[Objectlocaties in afbeeldingen]
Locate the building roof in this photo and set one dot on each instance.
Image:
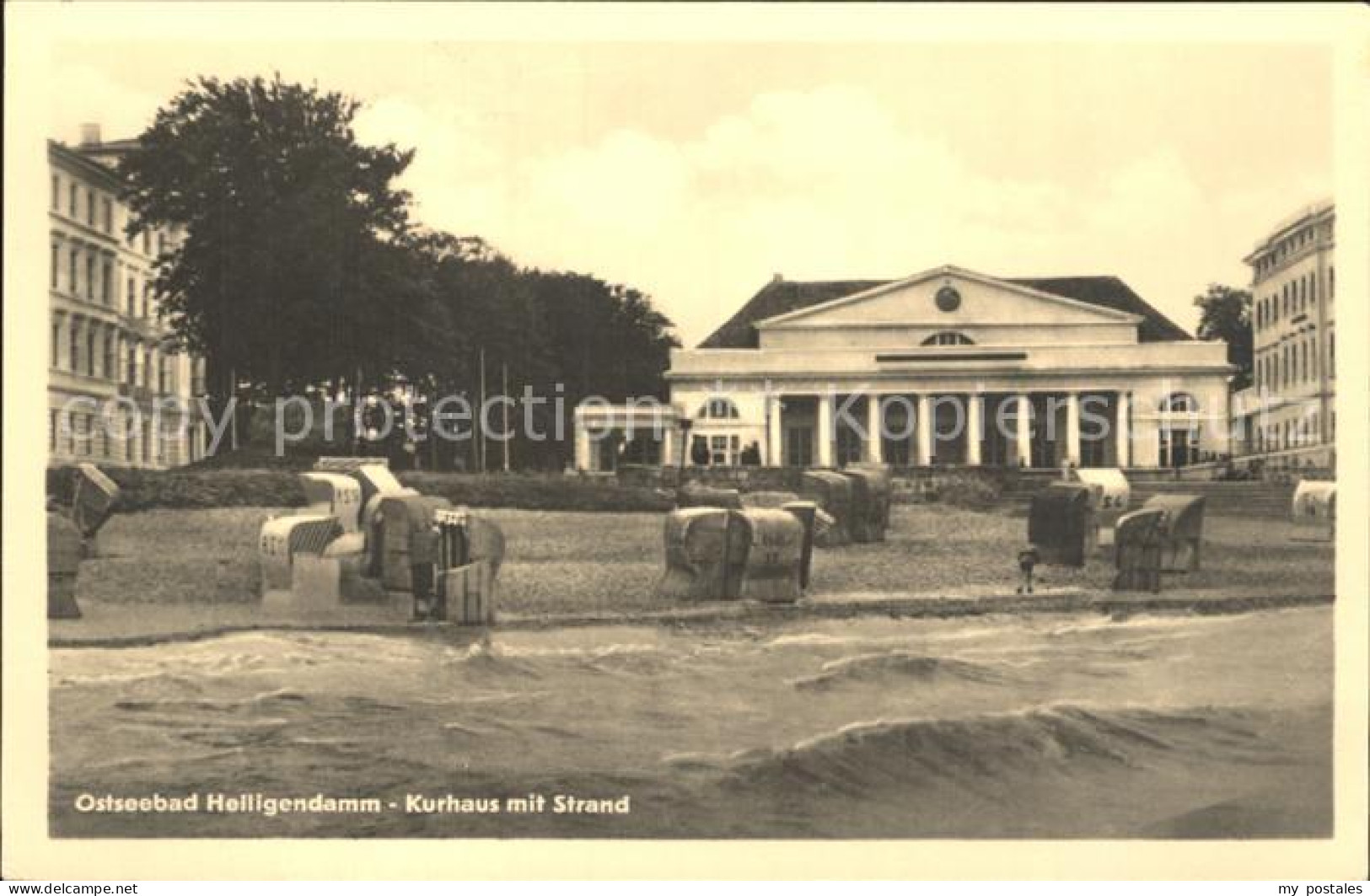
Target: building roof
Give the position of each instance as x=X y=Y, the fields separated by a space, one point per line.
x=782 y=296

Opdracht:
Kun je de data hierboven opnieuw geven, met "building roof" overal vervangen door "rooftop" en verder alles ongewijzigd? Laat de afbeeldingen daarbij weg.

Antwoord:
Locate the rooftop in this photo and set one dot on each instance.
Image:
Target: rooftop
Give the position of each instance as x=X y=Y, the fields separated by a space, one point per line.
x=782 y=296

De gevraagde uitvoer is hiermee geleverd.